* Begin Listed entries *

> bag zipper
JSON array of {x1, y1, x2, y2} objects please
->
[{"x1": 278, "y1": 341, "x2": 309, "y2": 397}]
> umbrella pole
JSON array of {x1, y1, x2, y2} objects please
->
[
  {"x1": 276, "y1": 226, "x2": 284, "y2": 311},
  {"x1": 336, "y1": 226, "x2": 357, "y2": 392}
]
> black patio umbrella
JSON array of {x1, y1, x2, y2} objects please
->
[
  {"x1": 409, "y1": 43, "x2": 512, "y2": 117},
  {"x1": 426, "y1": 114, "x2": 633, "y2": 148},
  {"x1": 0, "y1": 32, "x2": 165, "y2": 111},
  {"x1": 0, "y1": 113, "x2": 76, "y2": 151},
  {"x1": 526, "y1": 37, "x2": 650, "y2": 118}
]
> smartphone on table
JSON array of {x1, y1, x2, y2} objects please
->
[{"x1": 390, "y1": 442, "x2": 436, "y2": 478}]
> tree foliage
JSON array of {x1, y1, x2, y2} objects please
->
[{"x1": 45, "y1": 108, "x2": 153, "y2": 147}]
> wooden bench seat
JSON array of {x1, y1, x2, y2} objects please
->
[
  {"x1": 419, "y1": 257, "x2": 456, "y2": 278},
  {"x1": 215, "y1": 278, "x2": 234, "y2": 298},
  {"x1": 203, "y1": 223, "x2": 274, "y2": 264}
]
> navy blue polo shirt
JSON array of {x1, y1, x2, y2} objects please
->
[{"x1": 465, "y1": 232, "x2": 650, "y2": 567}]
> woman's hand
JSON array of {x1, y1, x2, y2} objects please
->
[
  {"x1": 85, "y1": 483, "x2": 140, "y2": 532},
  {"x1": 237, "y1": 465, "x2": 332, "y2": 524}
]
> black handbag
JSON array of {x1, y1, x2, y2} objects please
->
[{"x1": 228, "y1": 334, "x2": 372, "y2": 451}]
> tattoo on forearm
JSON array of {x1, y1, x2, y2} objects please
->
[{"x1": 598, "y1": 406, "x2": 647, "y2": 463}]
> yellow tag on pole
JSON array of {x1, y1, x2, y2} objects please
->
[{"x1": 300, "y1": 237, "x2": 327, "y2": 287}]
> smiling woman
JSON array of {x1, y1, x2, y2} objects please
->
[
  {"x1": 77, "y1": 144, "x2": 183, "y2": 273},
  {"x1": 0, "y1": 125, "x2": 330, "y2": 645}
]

* End Listed entries *

* [What to produce]
Locate each line in the entries above that contains the word "black", and copy those lines out in full.

* [Output of the exercise]
> black patio umbrella
> black handbag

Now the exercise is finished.